### What is needed
Rewrite the data below with "sunglasses" swapped for "eyeglasses" wherever it occurs and everything else left as is. Omit the pictures from your version.

Rows from a pointing dataset:
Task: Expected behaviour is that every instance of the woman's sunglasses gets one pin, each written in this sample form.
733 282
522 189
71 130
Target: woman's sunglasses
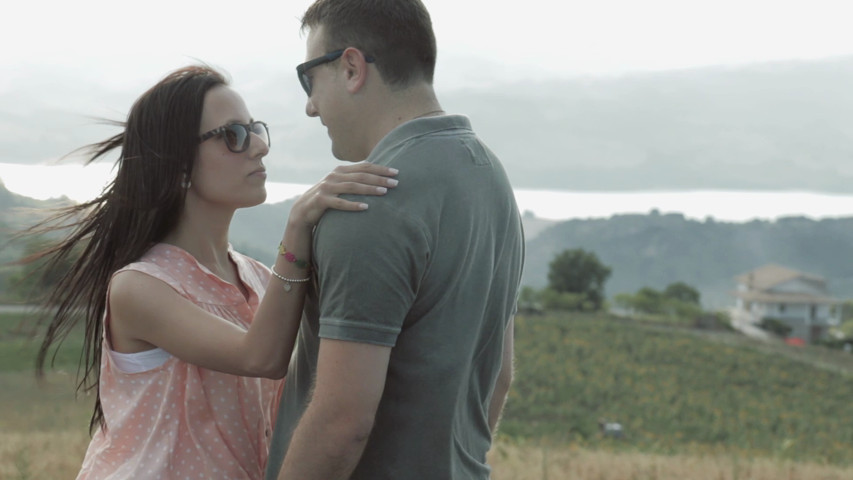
237 135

### Right answer
Task: Expected behaviour is that every instance of the woman's eyeglasses gets one pin, each written in this sample form.
733 282
522 189
71 130
Target: woman's eyeglasses
237 135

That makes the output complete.